*PROBLEMS AND TASKS*:
[A] In the article on product recommendations for eCommerce, retype the passage starting with "(3) Shoppers shop." and going on through "revenue by 10%.".
[B] How would you condense the paragraph in the product recommendations article that begins "In Cart upsell recommendations create more sales" into one shorter sentence that keeps its main facts?
[C] Which kinds of people does the product recommendations article say the authors talked to?
-- START TEXT BLOCK --
12 Reasons Product Recommendations “Suck” for eCommerce

by | Oct 13, 2022

The Pains of Product Recommendations

If I’m being honest, we recently heard from a Shopify Plus agency rep on their clients: “yeah, eCommerce product recommendations suck.”

We’ve talked to eCommerce managers, digital marketers, marketing / D2C leadership, and analysts. 

We’ve researched the consensus on product recommendation tools. 

We’ve seen them working on websites (and seen them not working so well…)

So, why do they “suck”?

We’ve compiled our learnings.

Below we’ll break down the core issues that seem to come – never-ending – with typical product recommendation tools. 

Why So Important?

First, let’s spend 30 seconds getting on the same page about why it matters.

(1) Product recommendations are revenue-generating touch points in your customer’s buying journey.

You lose money if they aren’t good enough. Period

(2) Your customer only needs a few seconds on your site before deciding it’s not a fit for their interests.

Product recs create relevance between your products and the person’s interests. Relevance wins.

(3) Shoppers shop. (They browse for products; they don’t just buy.) You must aid their product discovery.

Product recommendations give shoppers an intelligent way to do that discovery. Both early in their search, and in the final moments.

(4) In Cart upsell recommendations create more sales. If you averaged +$5 upsell per order on an AOV of $50, you’re automatically increasing monthly revenue by 10%.

Relevant product recommendations drive more upsells.

I think it’s been 30 seconds, so let’s move on. Product recommendations are critical

The Challenges

Below, we go through three categories of challenges:

  • Performance
  • Poor intelligence / experience
  • Workload

And within each, give specific issues we’ve seen or heard. 

Performance

Where is the promised performance!?

Product recommendations exist to show products to customers that they will find relevant. 

This of course improves customer experience and sales performance. 

When that lacks – the recs are wack. (That rhymes.) Here are some specifics:

1. Doesn’t Increase Conversion Rates

At the end of the day, the biggest reason to use product recommendations is to convert more users into purchases. 

You need to replace old product recommendation tools that aren’t having a great impact on your CTR and CVR.
-- END TEXT BLOCK --
-- START LISTING --
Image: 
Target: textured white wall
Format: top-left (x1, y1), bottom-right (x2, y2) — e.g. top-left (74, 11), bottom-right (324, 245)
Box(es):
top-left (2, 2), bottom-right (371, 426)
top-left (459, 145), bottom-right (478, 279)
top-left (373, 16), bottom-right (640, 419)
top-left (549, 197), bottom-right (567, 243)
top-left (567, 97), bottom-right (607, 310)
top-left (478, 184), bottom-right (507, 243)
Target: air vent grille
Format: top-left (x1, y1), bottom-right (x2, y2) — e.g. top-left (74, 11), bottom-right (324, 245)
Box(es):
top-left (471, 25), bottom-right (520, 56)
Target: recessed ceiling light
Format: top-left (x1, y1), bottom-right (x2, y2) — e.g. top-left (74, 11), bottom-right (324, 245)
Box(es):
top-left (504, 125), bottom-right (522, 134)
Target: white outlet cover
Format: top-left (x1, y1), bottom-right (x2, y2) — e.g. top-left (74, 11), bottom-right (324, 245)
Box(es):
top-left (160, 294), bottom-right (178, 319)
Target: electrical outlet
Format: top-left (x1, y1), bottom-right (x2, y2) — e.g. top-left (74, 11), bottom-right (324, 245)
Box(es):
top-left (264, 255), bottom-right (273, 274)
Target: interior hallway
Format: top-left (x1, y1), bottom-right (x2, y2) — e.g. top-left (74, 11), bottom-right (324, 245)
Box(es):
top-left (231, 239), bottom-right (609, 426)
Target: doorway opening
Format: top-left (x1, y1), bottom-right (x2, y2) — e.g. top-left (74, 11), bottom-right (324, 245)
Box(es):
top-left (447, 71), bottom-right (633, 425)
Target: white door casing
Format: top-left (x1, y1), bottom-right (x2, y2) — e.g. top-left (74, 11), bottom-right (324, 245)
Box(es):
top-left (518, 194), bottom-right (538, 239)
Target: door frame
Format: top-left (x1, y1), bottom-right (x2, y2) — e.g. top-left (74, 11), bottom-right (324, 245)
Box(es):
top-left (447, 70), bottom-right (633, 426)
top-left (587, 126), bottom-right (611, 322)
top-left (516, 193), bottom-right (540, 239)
-- END LISTING --
-- START LISTING --
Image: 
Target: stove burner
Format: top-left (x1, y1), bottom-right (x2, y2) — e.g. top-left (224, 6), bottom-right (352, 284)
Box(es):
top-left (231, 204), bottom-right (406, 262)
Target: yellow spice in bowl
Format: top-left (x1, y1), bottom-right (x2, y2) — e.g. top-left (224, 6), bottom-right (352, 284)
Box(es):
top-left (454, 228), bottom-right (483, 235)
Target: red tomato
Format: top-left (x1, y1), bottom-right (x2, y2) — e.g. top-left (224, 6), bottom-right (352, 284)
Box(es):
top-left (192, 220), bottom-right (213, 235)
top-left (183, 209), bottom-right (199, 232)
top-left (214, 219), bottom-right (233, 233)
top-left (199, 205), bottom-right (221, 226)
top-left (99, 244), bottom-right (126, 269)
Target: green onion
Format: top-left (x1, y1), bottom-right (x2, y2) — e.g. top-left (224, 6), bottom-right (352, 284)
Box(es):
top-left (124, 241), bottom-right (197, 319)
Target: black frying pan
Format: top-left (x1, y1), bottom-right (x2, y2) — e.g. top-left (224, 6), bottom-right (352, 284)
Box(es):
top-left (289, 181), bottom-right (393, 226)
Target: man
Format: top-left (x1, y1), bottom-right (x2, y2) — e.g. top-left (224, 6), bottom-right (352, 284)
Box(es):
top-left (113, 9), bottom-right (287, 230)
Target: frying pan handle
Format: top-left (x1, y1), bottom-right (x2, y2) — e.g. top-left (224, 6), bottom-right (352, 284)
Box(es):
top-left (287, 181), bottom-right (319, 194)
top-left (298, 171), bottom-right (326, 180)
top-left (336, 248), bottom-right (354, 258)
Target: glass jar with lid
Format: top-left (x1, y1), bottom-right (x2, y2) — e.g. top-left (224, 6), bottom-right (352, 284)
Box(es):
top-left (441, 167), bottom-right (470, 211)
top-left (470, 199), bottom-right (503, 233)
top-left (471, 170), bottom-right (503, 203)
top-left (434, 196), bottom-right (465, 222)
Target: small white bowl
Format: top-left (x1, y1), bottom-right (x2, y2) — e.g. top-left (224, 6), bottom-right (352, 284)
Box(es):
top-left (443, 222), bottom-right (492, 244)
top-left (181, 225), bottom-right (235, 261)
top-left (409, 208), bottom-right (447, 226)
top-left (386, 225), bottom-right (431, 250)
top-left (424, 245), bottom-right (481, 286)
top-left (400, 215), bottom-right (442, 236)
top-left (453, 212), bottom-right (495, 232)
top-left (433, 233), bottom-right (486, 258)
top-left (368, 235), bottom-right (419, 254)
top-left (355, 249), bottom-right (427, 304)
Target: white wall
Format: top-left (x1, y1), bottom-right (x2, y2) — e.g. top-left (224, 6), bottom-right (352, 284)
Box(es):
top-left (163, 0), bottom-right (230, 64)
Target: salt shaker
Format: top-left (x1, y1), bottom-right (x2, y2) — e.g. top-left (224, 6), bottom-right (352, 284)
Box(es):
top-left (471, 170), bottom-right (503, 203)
-- END LISTING --
*ANSWERS TO EACH TASK*:
[A]
(3) Shoppers shop. (They browse for products; they don’t just buy.) You must aid their product discovery.

Product recommendations give shoppers an intelligent way to do that discovery. Both early in their search, and in the final moments.

(4) In Cart upsell recommendations create more sales. If you averaged +$5 upsell per order on an AOV of $50, you’re automatically increasing monthly revenue by 10%.

[B] Cart upsell recommendations raise sales: averaging +$5 in upsells per order on a $50 AOV automatically lifts monthly revenue by 10%.

[C]
- eCommerce managers
- digital marketers
- marketing / D2C leadership
- analysts